:: Testo fornito ::
2025/08/22

Sui luoghi dove vissero i dirottatori a San Diego

Mi trovo per la prima volta a San Diego, città del sud della California dove trascorsero molto tempo Khalid al-Midhar e Nawaf al-Hazmi, grazie anche al supporto dell'agente dei servizi sauditi Omar al-Bayoumi, prima di diventare due dei dirottatori del volo American Airlines 77 che si schiantò contro il Pentagono. Dopo aver visto i luoghi degli incontri tra i due terroristi e al-Bayoumi a Los Angeles lo scorso anno, decido di dedicare mezza giornata di questo viaggio a vedere dove al-Midhar e al-Hazmi vissero e lavorarono qui a San Diego.


La prima tappa del giro di oggi sono i Parkwood Apartments in Mount Ada Avenue, oggi noti come Blossom Walk Condominiums, dove i due vissero dapprima nell'appartamento dello stesso al-Bayoumi e poi in un altro alloggio del medesimo complesso trovato sempre grazie all'aiuto di quest'ultimo. Mi interessa trovare due appartamenti: il 152, dove viveva al-Bayoumi, e il 150, dove dopo si spostarono i due terroristi.

"Strana destinazione" commenta l'autista di Uber che mi sta portando lì, ma ho la risposta pronta: "Vado a trovare degli amici che ci abitano." Scendo in mezzo ai due complessi, quello al numero 6333 e quello al 6401. Si tratta di una zona residenziale in cui ci sono solo un negozio di liquori e due chiese, per il resto attorno a me vedo solo case. Inizio dal primo dei due blocchi e faccio un giro tutt'attorno cercando l'appartamento 152, durante il giro vedo solo due persone che tornano a casa o che escono a buttare la pattumiera, per il resto non passa nessuno. Purtroppo i numeri degli appartamenti sono visibili solo dal vialetto di accesso interno e quindi posso solo desumere che il 152, essendo il primo, sia il primo a sinistra del piano inferiore. Lo fotografo da oltre la ringhiera e non posso fare null'altro.


Vado quindi alla ricerca del 150, ma qui individuare l'appartamento giusto da fuori è praticamente impossibile perché nel secondo blocco i numeri al piano terreno vanno da 129 a 151 e all'interno non si vede abbastanza in profondità. Devo accontentarmi di una foto generica da fuori, ma solo dopo aver atteso che due delle persone che abitano lì e che parlano tra loro nel vialetto di ingresso se ne vadano.

:: Compiti ::
1/ Riporti il brano del testo sui dirottatori a San Diego compreso tra "Mi trovo per" e "a San Diego.", estremi inclusi.
2/ Riprenda il testo sui dirottatori a San Diego a partire dall'ultima frase presente, continuando il racconto.

:: Voci fornite ::
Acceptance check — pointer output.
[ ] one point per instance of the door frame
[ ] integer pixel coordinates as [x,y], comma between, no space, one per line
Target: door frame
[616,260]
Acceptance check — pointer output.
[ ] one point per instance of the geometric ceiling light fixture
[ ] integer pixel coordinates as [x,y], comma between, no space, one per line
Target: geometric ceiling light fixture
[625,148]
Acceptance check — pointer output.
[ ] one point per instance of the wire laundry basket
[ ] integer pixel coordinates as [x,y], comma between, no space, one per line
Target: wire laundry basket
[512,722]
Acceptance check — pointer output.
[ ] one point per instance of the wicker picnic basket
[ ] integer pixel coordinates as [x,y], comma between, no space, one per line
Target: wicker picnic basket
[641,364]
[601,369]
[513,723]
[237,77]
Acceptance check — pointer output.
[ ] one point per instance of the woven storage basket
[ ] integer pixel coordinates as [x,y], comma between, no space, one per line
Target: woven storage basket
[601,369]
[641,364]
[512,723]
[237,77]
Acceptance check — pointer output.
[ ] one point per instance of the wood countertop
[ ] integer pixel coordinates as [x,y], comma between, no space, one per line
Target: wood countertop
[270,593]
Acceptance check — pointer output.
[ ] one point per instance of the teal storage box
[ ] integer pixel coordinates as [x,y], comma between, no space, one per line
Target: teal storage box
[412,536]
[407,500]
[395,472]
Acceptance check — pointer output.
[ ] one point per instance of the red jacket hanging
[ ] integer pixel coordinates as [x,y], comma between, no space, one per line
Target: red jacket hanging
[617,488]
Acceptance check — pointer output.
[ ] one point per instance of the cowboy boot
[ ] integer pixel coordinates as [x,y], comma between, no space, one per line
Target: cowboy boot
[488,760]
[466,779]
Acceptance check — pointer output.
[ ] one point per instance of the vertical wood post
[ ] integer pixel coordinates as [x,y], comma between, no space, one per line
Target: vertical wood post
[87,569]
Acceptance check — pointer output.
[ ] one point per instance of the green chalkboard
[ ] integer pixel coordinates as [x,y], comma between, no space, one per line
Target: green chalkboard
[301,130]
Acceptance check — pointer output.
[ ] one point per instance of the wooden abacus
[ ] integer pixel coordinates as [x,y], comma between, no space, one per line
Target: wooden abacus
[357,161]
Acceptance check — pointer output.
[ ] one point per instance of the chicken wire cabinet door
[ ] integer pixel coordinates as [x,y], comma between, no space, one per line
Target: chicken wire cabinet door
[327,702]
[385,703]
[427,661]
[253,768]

:: Risposte in ordine ::
1/
Mi trovo per la prima volta a San Diego, città del sud della California dove trascorsero molto tempo Khalid al-Midhar e Nawaf al-Hazmi, grazie anche al supporto dell'agente dei servizi sauditi Omar al-Bayoumi, prima di diventare due dei dirottatori del volo American Airlines 77 che si schiantò contro il Pentagono. Dopo aver visto i luoghi degli incontri tra i due terroristi e al-Bayoumi a Los Angeles lo scorso anno, decido di dedicare mezza giornata di questo viaggio a vedere dove al-Midhar e al-Hazmi vissero e lavorarono qui a San Diego.

2/
Vado quindi verso il Centro Islamico, che i due scelsero proprio perché si trova a breve distanza dai Parkwood Apartments. Mi ci vogliono circa dieci minuti di cammino sotto il sole della California per arrivare, entro e trovo un cartello che dice che i visitatori devono come prima cosa parlare con l'ufficio dell'amministrazione. Seguo la freccia e trovo una guardia armata con giubbotto antiproiettile che parla con una signora di circa settant'anni in abito islamico. Chiedo alla signora se posso vedere la sala della preghiera e mi risponde che mi avrebbe accompagnato. Posso fare foto, mi dice, purché non ci siano persone. Mi conduce verso la stanza antistante dove devo togliermi le scarpe e intanto, parlandomi molto gentilmente, mi chiede cosa io sappia dell'Islam, ne so abbastanza da poter conversare con lei. Mi racconta la storia del centro, fondato nel 1985, mi mostra il tappeto su cui i fedeli si inginocchiano, il pulpito da cui predica l'Imam e mi indica le mensole tutto intorno alla sala su cui ci sono molte copie del Corano tradotto in varie lingue che i fedeli possono prendere per leggere e pregare.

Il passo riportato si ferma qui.